## Exercise goal
In your reply, write out each entry exactly as given.
==== Material supplied ====
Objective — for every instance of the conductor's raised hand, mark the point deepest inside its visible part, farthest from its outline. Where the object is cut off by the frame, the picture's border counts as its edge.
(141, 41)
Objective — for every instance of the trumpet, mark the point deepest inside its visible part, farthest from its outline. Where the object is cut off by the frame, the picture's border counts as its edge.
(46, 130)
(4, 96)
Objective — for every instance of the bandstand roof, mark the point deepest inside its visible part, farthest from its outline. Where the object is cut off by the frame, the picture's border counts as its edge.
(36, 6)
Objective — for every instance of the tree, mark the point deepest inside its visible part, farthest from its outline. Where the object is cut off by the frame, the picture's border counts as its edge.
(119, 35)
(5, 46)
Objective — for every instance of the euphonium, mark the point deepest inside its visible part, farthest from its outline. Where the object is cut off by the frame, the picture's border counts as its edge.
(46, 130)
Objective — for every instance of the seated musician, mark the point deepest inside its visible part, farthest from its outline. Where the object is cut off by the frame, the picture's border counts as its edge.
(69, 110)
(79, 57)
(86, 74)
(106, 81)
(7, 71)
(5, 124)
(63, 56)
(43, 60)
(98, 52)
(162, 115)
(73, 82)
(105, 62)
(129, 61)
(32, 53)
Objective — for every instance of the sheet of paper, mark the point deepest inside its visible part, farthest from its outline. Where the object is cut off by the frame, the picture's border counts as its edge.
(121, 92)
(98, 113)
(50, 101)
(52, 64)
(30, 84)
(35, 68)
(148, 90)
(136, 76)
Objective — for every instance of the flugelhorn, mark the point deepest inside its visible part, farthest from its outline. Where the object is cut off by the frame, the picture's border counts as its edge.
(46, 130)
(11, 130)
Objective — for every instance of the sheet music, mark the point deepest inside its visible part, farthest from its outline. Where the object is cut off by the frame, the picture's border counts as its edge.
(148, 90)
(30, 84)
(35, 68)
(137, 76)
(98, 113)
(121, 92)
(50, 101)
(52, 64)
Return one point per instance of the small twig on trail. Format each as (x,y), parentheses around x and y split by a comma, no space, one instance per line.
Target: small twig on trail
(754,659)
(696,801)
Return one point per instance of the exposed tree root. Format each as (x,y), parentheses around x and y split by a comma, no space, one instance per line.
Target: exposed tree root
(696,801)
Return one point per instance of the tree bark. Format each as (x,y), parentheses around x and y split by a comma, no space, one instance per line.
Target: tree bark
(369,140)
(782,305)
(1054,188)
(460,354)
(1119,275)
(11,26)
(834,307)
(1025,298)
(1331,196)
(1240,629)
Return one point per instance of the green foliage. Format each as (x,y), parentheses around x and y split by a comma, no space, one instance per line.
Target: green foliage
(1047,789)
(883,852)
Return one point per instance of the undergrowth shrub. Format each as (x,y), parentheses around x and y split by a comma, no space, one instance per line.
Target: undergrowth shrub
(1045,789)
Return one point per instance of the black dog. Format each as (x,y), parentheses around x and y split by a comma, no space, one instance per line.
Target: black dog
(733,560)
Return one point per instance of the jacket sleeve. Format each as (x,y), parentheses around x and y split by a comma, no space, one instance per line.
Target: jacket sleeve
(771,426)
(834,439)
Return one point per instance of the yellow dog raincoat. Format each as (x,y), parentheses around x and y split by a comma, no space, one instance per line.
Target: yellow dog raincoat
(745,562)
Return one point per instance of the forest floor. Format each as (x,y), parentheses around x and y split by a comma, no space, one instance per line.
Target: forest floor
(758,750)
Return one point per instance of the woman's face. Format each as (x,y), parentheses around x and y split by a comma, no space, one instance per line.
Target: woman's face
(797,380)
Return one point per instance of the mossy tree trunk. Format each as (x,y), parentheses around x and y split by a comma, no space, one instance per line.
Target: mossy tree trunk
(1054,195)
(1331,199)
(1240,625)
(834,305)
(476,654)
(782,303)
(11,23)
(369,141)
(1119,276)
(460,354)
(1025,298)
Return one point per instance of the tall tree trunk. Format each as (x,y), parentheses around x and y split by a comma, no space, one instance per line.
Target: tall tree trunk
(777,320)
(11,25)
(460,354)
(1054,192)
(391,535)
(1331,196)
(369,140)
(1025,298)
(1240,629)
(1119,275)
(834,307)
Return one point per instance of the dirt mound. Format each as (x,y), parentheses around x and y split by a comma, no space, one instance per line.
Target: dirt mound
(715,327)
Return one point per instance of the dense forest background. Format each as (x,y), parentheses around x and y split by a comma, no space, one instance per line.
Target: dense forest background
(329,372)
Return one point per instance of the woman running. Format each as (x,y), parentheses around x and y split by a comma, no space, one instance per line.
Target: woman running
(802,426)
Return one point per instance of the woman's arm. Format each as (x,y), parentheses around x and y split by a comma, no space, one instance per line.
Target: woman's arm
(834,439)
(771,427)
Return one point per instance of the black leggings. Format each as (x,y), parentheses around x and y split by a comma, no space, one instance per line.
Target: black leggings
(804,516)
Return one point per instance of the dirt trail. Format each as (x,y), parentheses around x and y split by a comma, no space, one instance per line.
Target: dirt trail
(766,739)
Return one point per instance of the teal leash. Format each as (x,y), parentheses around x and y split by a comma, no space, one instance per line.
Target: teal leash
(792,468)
====
## Written answer
Objective — for every instance of the conductor's raised hand, mark the point deepest inside its visible part, farthest from its outline. Where the object is cut off by the frame, the picture's border counts as its edge.
(141, 41)
Objective — for every instance of the trumpet, mark the point deepest inside its visible part, farthest from its outline. Where the object is cut off by the frame, the picture's border counts as its edge.
(46, 130)
(4, 96)
Objective — for every instance of the bandstand roof, mark the point deepest inside its visible part, farthest from its outline. Where the object is cut off by the frame, the picture's border counts as its edge.
(36, 6)
Objective — for every instance of the tree, mark the point deepest inside its visible part, farthest from its outline. Where the object is cut off by the frame, the picture's border counts as its edge.
(119, 35)
(5, 46)
Objective — for every instance of the euphonium, mark the point deepest inside its visible part, farthest from its outline. Where the object is cut off by the frame, the picture's border counts as its edge.
(46, 130)
Objective — for every instance of the seated musician, mark the point deepest inside its visible part, farthest from its outline. Where the object is cut off by the frame, the picture's border counts as its edge.
(69, 110)
(79, 57)
(86, 74)
(106, 81)
(7, 71)
(5, 124)
(63, 56)
(43, 60)
(98, 52)
(162, 115)
(73, 82)
(105, 62)
(129, 61)
(32, 53)
Objective — for every instance of the sheet of paper, mark the point deepest inside its visible part, farthest from its outline. Where the object is cut off by the frame, the picture's border counts as its edge.
(121, 92)
(98, 113)
(50, 101)
(52, 64)
(30, 84)
(35, 68)
(148, 90)
(136, 76)
Objective — for every instance of the flugelhorn, mark the point deepest inside its visible part, farthest from its outline. Where the object is cut off by the frame, the picture's border counts as its edge.
(46, 130)
(11, 130)
Objective — for every instance of the sheet music, mark the point deepest inside its visible part, farthest from its outline. Where the object is cut off by the frame, the picture's border counts as its edge.
(148, 90)
(30, 84)
(35, 68)
(137, 76)
(98, 113)
(121, 92)
(50, 101)
(52, 64)
Return one point per instance of the small twig on trail. Format each as (x,y), parentheses around x and y split by a comma, no space, one instance per line.
Target: small twig on trail
(754,659)
(696,801)
Return one point per instance of the exposed tree root. Format each as (x,y), parentheses around x and y split by a comma, no space, one instance per line.
Target: exposed tree root
(696,801)
Return one point per instance of the tree bark. Format each as (x,y), parentheses around x and y split by a comma, no space, one instance per line.
Target: tree bark
(369,140)
(782,305)
(1054,188)
(460,354)
(1119,275)
(11,26)
(834,307)
(1025,298)
(1331,196)
(1240,629)
Return one point per instance of the green foliage. Format each as (x,y), parentheses around x and y split by a comma, no space, one instance per line.
Target: green foliage
(1047,789)
(883,852)
Return one point per instance of the undergrowth shrub. Format each as (x,y), parentheses around x and y split by a comma, no space, one instance per line.
Target: undergrowth shrub
(1045,789)
Return one point per instance of the black dog. Format each as (x,y), parentheses around x and y split by a comma, no space, one instance per line.
Target: black dog
(733,560)
Return one point per instance of the jacket sleeve. Format each as (x,y), parentheses around x and y split by a comma, no space, one instance per line.
Target: jacket sleeve
(771,426)
(834,439)
Return one point per instance of the yellow dog raincoat. Format each as (x,y), parentheses around x and y split by a comma, no space, one instance per line.
Target: yellow dog raincoat
(745,562)
Return one point per instance of the forest floor. Format each as (x,y), parentheses around x and y split by a comma, no space, one instance per line.
Target: forest floor
(758,750)
Return one point per instance of the woman's face. Format each as (x,y), parentheses around x and y split by a comma, no space, one instance per line.
Target: woman's face
(797,380)
Return one point per instance of the mossy tree trunk. Format each as (x,y), parentheses around x and y split by a comma, no space, one instance per line.
Target: mossy tree trunk
(1054,195)
(1331,199)
(1240,625)
(834,305)
(476,654)
(782,303)
(11,23)
(369,141)
(1119,276)
(460,354)
(1025,298)
Return one point per instance of the tall tree trunk. Format each as (x,y), parentheses around x and y split by a comma, no space, one instance per line.
Target: tall tree trunk
(777,320)
(11,25)
(460,354)
(1054,192)
(391,535)
(1331,196)
(369,140)
(1025,298)
(1240,629)
(1119,275)
(834,307)
Return one point per instance of the dirt mound. Format each as (x,y), parentheses around x and y split by a comma, no space, one instance per line.
Target: dirt mound
(715,327)
Return one point per instance of the dense forest background. Format each as (x,y), parentheses around x and y split by a comma, no space, one instance per line.
Target: dense forest background
(329,372)
Return one point per instance of the woman running. Format each as (x,y), parentheses around x and y split by a comma, no space, one instance per line.
Target: woman running
(802,426)
Return one point per instance of the woman's arm. Format each as (x,y), parentheses around x and y split by a comma, no space, one instance per line.
Target: woman's arm
(834,439)
(771,427)
Return one point per instance of the black leggings. Format each as (x,y), parentheses around x and y split by a comma, no space, one instance per line.
Target: black leggings
(804,516)
Return one point per instance of the dirt trail. Format each as (x,y), parentheses around x and y split by a comma, no space, one instance per line.
Target: dirt trail
(766,739)
Return one point per instance of the teal leash. Format each as (x,y), parentheses around x and y split by a comma, no space, one instance per line.
Target: teal leash
(792,468)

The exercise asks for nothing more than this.